Each line from the one holding "Where can you spot the chrome exhaust" through the final line of the data below is to be given again exactly, and no other line is to appear.

[Region pointing data]

□ □ □ □

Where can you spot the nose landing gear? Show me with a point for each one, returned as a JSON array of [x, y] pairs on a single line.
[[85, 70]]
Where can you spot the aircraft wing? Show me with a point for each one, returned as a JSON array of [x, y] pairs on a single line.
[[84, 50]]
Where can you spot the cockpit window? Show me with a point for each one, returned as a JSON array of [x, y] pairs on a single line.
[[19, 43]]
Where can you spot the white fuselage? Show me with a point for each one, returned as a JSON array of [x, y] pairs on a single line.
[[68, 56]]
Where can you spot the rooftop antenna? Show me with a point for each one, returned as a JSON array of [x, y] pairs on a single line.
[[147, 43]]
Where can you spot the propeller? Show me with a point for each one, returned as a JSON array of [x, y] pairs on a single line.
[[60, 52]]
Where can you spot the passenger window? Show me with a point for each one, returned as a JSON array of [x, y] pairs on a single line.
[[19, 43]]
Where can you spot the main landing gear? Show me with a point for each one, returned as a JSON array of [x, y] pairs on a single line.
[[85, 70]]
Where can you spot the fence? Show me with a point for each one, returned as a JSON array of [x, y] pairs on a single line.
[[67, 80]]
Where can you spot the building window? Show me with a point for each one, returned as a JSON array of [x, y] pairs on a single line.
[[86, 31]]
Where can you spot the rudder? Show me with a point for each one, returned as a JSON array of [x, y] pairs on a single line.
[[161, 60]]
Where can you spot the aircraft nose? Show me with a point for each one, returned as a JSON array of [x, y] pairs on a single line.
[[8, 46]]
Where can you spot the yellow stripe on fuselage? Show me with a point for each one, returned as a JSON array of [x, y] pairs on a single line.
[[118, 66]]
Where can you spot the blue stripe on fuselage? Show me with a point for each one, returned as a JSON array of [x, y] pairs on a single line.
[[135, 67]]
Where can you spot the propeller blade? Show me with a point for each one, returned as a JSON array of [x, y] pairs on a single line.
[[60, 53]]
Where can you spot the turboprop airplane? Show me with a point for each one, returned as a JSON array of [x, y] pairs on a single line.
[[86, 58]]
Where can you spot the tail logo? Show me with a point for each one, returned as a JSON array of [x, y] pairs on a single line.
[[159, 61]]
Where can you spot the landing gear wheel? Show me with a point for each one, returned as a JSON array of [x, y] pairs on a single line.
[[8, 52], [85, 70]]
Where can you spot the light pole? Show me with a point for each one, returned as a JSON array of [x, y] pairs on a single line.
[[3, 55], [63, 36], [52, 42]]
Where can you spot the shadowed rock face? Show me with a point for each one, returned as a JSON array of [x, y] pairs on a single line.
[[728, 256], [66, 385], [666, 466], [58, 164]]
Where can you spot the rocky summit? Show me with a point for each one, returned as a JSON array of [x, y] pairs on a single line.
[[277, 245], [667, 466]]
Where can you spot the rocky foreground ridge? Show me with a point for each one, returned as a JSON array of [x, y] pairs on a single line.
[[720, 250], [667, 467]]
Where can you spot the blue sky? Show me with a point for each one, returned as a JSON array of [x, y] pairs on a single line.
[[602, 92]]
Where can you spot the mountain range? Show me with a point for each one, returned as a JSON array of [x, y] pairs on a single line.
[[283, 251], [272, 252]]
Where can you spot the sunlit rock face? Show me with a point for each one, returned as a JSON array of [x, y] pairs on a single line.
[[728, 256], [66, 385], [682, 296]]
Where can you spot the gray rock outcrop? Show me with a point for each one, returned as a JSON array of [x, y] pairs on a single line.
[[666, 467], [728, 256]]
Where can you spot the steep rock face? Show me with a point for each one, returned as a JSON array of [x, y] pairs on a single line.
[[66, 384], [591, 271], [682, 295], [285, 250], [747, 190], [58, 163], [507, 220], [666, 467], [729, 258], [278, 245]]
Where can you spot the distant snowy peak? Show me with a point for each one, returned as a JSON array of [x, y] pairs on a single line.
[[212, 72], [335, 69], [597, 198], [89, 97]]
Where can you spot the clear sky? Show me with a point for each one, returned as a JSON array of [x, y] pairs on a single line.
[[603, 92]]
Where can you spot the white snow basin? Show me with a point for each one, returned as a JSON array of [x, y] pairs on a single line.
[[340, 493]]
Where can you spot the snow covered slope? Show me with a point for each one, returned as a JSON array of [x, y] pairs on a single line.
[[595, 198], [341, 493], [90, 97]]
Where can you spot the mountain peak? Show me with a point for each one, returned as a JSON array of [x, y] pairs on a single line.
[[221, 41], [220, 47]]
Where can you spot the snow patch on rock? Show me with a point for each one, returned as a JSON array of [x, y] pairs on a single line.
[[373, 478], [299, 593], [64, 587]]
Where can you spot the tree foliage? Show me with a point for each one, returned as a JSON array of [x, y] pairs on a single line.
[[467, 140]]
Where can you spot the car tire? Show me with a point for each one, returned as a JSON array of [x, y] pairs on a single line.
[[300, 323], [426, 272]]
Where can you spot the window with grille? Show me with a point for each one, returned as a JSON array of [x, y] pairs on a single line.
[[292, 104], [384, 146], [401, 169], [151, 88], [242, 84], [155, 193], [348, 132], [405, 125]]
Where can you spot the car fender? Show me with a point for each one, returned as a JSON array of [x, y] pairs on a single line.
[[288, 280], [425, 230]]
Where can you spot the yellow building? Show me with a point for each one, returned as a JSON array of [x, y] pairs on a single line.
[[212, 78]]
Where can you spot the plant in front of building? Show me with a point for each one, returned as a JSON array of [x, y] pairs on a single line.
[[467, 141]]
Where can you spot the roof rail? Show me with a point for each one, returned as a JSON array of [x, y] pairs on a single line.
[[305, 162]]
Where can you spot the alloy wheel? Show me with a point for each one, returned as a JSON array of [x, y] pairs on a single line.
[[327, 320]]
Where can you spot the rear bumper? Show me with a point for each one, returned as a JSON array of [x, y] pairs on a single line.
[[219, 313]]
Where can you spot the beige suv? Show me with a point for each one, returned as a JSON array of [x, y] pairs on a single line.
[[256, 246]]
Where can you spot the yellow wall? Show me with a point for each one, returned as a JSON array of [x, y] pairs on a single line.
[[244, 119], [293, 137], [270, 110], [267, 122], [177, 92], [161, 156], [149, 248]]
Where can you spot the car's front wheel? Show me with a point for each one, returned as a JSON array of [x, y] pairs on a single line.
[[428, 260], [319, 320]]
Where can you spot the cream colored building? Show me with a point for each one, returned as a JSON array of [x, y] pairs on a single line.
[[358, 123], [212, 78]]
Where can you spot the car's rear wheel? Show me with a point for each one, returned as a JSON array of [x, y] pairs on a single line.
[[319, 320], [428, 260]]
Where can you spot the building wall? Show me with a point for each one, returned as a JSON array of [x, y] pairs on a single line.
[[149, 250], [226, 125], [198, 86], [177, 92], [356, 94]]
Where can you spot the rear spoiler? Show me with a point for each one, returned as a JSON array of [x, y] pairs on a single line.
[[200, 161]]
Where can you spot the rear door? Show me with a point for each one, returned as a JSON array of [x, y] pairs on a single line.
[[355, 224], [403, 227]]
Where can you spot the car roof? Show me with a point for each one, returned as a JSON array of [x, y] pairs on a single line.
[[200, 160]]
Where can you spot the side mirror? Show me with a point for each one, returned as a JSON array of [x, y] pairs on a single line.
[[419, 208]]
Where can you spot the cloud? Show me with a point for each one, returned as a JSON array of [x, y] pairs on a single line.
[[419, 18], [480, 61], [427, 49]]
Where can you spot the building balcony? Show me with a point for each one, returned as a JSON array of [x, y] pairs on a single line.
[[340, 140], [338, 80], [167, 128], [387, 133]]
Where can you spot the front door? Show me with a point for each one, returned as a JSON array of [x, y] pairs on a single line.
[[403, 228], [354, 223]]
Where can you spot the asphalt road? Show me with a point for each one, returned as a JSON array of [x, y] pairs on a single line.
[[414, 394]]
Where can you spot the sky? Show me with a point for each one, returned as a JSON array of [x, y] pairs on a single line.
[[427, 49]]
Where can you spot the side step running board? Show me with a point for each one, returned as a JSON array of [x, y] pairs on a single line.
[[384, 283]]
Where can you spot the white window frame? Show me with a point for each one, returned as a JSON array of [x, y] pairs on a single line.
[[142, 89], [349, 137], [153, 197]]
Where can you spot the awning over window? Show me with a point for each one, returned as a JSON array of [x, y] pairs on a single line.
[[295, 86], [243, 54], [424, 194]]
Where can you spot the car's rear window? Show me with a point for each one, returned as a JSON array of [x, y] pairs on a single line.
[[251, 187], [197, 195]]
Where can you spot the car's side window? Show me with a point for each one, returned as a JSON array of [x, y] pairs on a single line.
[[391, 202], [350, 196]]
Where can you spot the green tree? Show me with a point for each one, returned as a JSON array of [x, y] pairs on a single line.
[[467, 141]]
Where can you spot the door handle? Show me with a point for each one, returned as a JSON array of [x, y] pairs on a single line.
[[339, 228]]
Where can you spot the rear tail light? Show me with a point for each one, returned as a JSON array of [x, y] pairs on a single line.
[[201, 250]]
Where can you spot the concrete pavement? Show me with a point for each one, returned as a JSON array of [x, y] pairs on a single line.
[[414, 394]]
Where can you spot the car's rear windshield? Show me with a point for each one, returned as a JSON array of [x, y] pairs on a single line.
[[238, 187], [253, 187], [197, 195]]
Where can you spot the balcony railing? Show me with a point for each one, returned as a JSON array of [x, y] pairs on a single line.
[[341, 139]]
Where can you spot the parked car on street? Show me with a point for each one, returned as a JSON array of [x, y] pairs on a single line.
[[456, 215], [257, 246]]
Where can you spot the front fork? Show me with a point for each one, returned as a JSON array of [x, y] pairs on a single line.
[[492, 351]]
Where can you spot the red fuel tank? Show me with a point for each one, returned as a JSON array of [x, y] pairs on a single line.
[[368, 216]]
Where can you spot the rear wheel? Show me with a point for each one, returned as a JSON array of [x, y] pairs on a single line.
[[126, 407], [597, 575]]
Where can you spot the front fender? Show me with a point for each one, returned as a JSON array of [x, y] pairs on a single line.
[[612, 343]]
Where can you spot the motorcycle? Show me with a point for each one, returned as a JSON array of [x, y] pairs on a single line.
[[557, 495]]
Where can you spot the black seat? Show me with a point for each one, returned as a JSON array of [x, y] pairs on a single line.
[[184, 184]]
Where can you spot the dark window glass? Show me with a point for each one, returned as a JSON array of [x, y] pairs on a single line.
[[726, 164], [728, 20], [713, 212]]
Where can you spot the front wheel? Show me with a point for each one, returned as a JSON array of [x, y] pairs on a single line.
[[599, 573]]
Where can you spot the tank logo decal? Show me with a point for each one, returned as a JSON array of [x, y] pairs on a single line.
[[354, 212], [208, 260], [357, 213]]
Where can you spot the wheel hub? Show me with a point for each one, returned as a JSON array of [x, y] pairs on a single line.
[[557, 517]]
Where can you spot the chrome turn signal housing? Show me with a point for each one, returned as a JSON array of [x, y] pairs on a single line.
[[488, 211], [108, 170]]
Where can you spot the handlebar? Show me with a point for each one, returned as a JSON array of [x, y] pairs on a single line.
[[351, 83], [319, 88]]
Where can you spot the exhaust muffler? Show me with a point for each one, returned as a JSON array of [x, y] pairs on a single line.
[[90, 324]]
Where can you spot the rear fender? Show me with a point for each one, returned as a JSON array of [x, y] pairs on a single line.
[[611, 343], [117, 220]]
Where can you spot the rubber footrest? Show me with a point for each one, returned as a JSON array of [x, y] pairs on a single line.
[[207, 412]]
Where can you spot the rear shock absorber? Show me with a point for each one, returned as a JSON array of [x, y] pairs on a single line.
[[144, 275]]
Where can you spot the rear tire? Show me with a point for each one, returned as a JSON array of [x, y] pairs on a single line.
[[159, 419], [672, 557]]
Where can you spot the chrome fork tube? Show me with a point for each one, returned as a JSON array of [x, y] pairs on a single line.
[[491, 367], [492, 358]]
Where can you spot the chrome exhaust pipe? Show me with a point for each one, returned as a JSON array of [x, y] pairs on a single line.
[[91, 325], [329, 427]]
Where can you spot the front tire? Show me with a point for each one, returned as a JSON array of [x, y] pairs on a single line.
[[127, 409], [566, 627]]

□ □ □ □

▶ [Result of the exercise]
Where can you spot the chrome exhaust pipe? Show me with a point for each one, returned as a JSON array of [x, y] pairs on a single line.
[[91, 325], [329, 427]]
Where can you spot the front tire? Show me with a point for each one, returned as a JSON array of [x, y] pairs on a single line.
[[127, 409], [566, 627]]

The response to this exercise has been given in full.